_Set problem 1:_
List every name imported from the transformers library in the notebook code.
_Set problem 2:_
Continue the notebook code for loading a model and dataset, starting right after its final line.

### Installations and imports

In [25]:
#!pip install transformers datasets
!pip install transformers datasets sentencepiece

from transformers import (pipeline, 
                          AutoModel, 
                          AutoTokenizer, 
                          AutoModelForSeq2SeqLM, 
                          AutoModelForCausalLM, 
                          DataCollatorForLanguageModeling, 
                          TrainingArguments, 
                          Trainer,
)

from datasets import load_dataset

### Load model and dataset, extract questions

In [26]:
# Load pre-trained model from the HuggingFace Hub

#model_2_name = "microsoft/DialoGPT-medium"
model_2_name = "distilgpt2"

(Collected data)
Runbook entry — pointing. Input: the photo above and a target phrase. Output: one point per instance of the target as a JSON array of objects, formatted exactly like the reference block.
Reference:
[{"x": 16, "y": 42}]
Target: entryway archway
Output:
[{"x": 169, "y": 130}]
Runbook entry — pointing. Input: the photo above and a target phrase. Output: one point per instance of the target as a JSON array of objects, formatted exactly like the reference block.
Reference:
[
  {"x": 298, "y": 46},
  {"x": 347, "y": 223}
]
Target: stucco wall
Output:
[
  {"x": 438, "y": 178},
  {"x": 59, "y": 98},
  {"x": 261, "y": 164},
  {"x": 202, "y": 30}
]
* * *
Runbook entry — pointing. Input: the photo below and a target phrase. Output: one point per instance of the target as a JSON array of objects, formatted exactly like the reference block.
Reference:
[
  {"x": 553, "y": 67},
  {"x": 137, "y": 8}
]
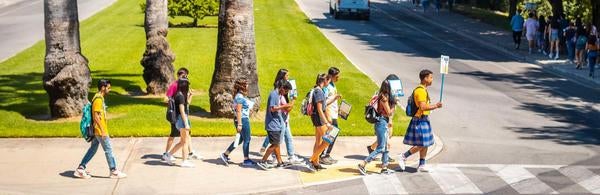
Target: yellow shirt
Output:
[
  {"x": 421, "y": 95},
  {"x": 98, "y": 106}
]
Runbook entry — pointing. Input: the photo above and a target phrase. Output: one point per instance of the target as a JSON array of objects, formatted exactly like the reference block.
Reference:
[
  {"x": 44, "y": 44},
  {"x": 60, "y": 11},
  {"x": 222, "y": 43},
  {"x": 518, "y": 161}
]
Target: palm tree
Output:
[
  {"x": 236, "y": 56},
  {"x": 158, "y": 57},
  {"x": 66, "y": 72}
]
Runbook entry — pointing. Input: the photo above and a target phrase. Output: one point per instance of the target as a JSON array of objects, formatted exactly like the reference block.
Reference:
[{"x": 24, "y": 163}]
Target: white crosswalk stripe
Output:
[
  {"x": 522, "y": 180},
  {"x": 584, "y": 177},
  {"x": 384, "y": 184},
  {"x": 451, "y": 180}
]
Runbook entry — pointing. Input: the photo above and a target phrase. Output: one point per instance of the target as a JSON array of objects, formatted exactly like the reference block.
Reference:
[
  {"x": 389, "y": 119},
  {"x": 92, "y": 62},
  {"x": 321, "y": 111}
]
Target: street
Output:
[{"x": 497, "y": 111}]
* * *
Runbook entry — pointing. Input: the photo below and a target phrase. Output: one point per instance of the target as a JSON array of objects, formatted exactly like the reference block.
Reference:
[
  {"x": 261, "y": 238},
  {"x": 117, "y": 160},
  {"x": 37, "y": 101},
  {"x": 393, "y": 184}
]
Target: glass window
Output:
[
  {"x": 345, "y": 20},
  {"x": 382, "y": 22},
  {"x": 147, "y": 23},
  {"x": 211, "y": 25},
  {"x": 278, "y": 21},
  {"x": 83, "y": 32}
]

_Exercise answer 1:_
pipeline, AutoModel, AutoTokenizer, AutoModelForSeq2SeqLM, AutoModelForCausalLM, DataCollatorForLanguageModeling, TrainingArguments, Trainer

_Exercise answer 2:_
tokenizer_2 = AutoTokenizer.from_pretrained(model_2_name)
model_2 = AutoModelForCausalLM.from_pretrained(model_2_name)

# Set pad token to eos token
tokenizer_2.pad_token = tokenizer_2.eos_token

# LOAD DATASET
data_files = {"train": "sentences.csv"}
raw_datasets = load_dataset("csv", data_files=data_files)

In [27]:
# REMOVE THE UNNECESSARY COLUMNS

useless_cols = ['label','word_count', 'mean_word_length', 'stop_words_ratio', 'stop_words_count', 'ADJ_count', 'ADV_count', 'ADP_count', 'AUX_count', 'DET_count', 'NUM_count', 'X_count', 'INTJ_count', 'CONJ_count', 'CCONJ_count', 'SCONJ_count', 'PROPN_count', 'NOUN_count', 'PRON_count', 'PART_count', 'VERB_count']
raw_datasets['train'] = raw_datasets['train'].remove_columns(useless_cols)

# Check dataset
#raw_datasets

# Check UNIQUE authors
raw_datasets['train'].unique('author')

In [28]:
# EXTRACT QUESTIONS from a given author

questions = raw_datasets['train'].filter(lambda example: "?" in example['sentence'] and example['author'] == 'Nietzsche')

print(f"This dataset contains {questions.num_rows} questions. For example: ")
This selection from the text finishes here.